What you will do
Express the lines in the data below as a JSON list of strings, one string per line and with blank lines left out. Start with the line containing "Keep to two rules. Tag each instance of the flat", go through the line containing "Target: flat rooftop", and include both of those lines and nothing outside them.

Coordinate annotation entries:
──────────────────────────────

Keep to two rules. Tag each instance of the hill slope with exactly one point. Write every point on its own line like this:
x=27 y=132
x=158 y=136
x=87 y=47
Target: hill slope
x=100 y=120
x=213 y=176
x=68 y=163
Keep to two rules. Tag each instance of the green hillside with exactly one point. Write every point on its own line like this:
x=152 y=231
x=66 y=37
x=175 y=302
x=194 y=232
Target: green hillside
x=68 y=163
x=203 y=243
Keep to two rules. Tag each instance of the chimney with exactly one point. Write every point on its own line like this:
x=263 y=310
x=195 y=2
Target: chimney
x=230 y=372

──────────────────────────────

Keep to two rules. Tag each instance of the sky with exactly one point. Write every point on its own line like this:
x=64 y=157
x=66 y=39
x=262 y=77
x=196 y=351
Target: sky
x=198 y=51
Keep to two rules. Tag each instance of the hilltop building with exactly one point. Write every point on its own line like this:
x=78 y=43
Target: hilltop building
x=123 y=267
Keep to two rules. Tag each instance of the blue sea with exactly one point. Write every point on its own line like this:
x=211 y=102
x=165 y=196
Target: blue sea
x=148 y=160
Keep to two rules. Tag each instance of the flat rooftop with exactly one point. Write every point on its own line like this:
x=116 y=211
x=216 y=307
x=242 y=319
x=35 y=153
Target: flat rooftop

──────────────────────────────

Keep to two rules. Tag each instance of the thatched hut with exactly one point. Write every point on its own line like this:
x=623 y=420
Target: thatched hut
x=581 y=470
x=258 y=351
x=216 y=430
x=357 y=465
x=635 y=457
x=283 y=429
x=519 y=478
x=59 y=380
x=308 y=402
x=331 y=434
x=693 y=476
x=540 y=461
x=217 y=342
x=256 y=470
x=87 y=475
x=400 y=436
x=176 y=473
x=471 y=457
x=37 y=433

──────────────────────────────

Exercise output
[
  "Keep to two rules. Tag each instance of the flat rooftop with exactly one point. Write every point on its own line like this:",
  "x=116 y=211",
  "x=216 y=307",
  "x=242 y=319",
  "x=35 y=153",
  "Target: flat rooftop"
]